TASKS TO PERFORM:
a) Condense the paragraph of the section on executive compensation that begins "Since reorganizing in October 2001" into a bulleted list that keeps its main facts.
b) According to the section on executive compensation, who chairs the Executive Committee?
c) From the section on executive compensation, write out the passage starting at "Since reorganizing in" and ending at "compensation consulting firms.".
# start of GIVEN TEXT
5 - Interests and compensation
of corporate officers and executives
Compensation of corporate officers and members
of the Executive Committee
The Remunerations and Appointments Committee makes
recommendations to the Board of Directors concerning the
Chairman’s compensation. It also reviews compensation for
senior executives, particularly the members of the Executive
Committee.
Since reorganizing in October 2001, General Management
has been represented by a nine-member Executive Committee
chaired by Henri Lachmann. Its members are paid a fixed
salary plus a variable bonus representing a certain percentage
of their fixed salary. Each component of this compensation
package is calculated to be competitive with the compensation
paid to executives in similar companies in other countries,
based on analyses and comparisons performed by
international compensation consulting firms.
# end of GIVEN TEXT
# start of COLLECTED DATA
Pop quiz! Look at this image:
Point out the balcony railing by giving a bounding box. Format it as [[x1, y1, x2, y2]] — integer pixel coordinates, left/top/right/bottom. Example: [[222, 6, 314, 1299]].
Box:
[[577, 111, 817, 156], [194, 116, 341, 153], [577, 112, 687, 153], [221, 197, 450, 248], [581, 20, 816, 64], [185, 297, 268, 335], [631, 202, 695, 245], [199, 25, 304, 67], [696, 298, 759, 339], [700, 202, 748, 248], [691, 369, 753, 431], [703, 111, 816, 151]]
# end of COLLECTED DATA
WRITTEN RESPONSES:
a)
- General Management has been represented by a nine-member Executive Committee since its October 2001 reorganization.
- Henri Lachmann chairs the committee.
- Members receive a fixed salary plus a variable bonus equal to a certain percentage of that salary.
- Each part of the package is set to be competitive with executive pay at similar companies in other countries, based on analyses and comparisons by international compensation consulting firms.

b) Henri Lachmann.

c)
Since reorganizing in October 2001, General Management
has been represented by a nine-member Executive Committee
chaired by Henri Lachmann. Its members are paid a fixed
salary plus a variable bonus representing a certain percentage
of their fixed salary. Each component of this compensation
package is calculated to be competitive with the compensation
paid to executives in similar companies in other countries,
based on analyses and comparisons performed by
international compensation consulting firms.